* Text excerpt
▼
Build a Spam Filter

0. Introduction to NLP and Sentiment Analysis

1. Natural Language Processing with NTLK

2. Intro to NTLK, Part 2

3. Build a sentiment analysis program

4. Sentiment Analysis with Twitter

5. Analysing the Enron Email Corpus

6. Build a Spam Filter using the Enron Corpus



In this lesson, we will try to build a spam filter using the Enron email dataset, using everything we learnt so far

So this is the first guided practice session I’m trying. The aim is, I’ll give you hints on how to complete the lessons, same as I give in practice sessions. But I’ll also give you the solution in the next video.

You can only look at the solution videos if you want, but I recommend trying to solve the problem yourself first. If you have completed all the pre-requisites, the challenges should be easy.

The repo is here. Enron Spam Practice.ipynb is the file you will be working in, while Enron Spam Solution.ipynb contains the solutions.

Challenge 1: Print all the directories and files

The first video introduces the Enron Spam dataset. Get it from here: https://www.aueb.gr/users/ion/data/enron-spam/

Extract all into a folder called Enron Spam. You will need 7zip if you are on Windows. Spend some time studying how the emails are laid out. All the spam emails are in a folder called spam, while non-spam are in ham.

The first challenge is simply to print all the directories, sub directories and files in the folder. This should be quite simple, as it’s the first thing we did in the Enron example.

Solution 1

The solution is quite simple.

rootdir = "C:\\Users\\Shantnu\\Desktop\\Data Sources\\Enron Spam"

for directories, subdirs, files in os.walk(rootdir):
    print(directories, subdirs, len(files))

C:\Users\Shantnu\Desktop\Data Sources\Enron Spam ['enron1', 'enron2', 'enron3', 'enron4', 'enron5', 'enron6'] 0
C:\Users\Shantnu\Desktop\Data Sources\Enron Spam\enron1 ['ham', 'spam'] 1
C:\Users\Shantnu\Desktop\Data Sources\Enron Spam\enron1\ham [] 3672
C:\Users\Shantnu\Desktop\Data Sources\Enron Spam\enron1\spam [] 1500
C:\Users\Shantnu\Desktop\Data Sources\Enron Spam\enron2 ['ham', 'spam'] 1

..... snipped ....
▲
Restate everything from "The repo is" down to "are in ham." in the spam filter lesson, swapping "repo" for "repository".

* Recorded data
▼
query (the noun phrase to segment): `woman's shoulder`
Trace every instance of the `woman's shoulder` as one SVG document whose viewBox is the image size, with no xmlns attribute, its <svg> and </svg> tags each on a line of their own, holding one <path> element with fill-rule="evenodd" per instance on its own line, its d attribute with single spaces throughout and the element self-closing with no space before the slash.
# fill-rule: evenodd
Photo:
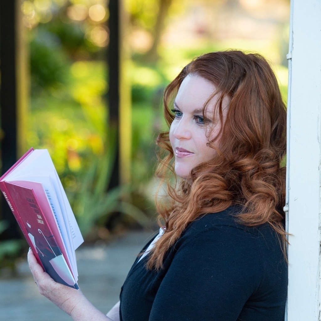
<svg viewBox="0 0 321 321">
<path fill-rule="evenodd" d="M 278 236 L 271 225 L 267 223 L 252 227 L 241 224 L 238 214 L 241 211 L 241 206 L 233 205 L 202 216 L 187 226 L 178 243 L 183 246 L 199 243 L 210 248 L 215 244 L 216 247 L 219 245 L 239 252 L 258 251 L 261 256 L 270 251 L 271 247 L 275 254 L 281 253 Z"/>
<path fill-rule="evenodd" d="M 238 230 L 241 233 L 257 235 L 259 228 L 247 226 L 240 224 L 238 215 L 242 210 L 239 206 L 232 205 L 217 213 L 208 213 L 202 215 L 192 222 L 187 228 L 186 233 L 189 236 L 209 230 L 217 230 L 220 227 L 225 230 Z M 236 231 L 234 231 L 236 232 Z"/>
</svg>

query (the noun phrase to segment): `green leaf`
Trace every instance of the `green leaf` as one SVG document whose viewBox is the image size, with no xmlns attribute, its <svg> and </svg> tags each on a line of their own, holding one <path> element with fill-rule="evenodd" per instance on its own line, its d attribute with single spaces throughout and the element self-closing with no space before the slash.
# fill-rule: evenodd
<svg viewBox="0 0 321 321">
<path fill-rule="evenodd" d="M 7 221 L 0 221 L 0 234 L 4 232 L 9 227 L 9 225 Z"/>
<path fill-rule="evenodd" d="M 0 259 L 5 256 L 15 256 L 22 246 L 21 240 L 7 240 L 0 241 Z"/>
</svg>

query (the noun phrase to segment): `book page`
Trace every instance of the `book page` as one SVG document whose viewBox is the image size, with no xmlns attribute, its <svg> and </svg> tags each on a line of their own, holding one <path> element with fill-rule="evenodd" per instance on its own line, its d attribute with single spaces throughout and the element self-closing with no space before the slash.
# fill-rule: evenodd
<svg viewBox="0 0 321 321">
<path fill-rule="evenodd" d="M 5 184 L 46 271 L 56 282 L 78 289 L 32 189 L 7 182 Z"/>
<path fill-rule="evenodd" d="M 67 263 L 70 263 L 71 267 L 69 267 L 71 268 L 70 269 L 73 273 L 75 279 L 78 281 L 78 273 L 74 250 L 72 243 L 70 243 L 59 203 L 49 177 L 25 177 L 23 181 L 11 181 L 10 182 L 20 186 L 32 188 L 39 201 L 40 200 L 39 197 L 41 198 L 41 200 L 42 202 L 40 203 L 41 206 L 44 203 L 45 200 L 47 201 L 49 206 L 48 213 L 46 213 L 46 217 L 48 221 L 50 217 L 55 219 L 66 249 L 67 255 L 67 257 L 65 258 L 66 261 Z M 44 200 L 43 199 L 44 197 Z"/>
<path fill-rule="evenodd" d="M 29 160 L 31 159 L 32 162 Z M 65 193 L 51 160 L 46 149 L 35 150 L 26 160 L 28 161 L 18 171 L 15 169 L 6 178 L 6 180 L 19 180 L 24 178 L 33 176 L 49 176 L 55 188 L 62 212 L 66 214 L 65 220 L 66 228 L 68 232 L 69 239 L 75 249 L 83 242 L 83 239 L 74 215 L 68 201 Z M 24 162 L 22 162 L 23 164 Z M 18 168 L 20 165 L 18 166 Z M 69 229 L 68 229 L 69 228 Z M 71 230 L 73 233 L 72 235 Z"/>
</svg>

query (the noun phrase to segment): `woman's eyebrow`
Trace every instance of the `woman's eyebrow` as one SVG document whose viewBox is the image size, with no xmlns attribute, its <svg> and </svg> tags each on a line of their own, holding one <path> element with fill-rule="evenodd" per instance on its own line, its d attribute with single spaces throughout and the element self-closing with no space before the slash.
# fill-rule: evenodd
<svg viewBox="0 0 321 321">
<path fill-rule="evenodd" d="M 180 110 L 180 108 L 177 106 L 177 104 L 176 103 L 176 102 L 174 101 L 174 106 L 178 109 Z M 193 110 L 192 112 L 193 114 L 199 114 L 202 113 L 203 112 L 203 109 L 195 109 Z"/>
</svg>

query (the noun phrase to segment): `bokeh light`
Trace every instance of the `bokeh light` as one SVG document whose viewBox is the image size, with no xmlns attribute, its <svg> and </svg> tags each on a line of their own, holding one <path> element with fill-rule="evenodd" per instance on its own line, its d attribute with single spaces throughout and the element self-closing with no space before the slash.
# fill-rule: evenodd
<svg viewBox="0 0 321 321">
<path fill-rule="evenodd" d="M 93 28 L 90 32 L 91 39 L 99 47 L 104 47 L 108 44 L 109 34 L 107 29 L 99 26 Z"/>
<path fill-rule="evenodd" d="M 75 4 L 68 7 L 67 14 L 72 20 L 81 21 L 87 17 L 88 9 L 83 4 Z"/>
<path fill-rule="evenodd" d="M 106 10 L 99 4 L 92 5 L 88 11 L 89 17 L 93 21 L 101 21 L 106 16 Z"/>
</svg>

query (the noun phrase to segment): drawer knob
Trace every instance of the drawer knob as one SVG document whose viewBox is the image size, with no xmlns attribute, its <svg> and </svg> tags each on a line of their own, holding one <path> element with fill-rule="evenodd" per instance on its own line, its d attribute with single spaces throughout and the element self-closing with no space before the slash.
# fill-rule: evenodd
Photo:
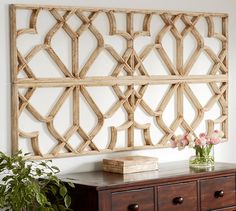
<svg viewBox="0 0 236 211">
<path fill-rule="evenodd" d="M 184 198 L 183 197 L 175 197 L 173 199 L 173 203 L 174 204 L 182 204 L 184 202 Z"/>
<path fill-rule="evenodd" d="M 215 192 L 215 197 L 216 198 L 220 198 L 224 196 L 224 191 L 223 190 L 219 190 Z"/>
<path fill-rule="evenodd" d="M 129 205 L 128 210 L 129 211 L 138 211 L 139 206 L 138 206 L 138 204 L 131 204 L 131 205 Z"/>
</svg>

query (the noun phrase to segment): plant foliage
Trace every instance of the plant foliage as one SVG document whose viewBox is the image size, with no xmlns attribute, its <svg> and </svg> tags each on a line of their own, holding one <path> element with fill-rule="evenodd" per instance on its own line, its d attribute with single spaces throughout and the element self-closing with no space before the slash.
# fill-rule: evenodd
▲
* Expected answer
The repository is here. Enron Spam Practice.ipynb is the file you will be working in, while Enron Spam Solution.ipynb contains the solutions.

Challenge 1: Print all the directories and files

The first video introduces the Enron Spam dataset. Get it from here: https://www.aueb.gr/users/ion/data/enron-spam/

Extract all into a folder called Enron Spam. You will need 7zip if you are on Windows. Spend some time studying how the emails are laid out. All the spam emails are in a folder called spam, while non-spam are in ham.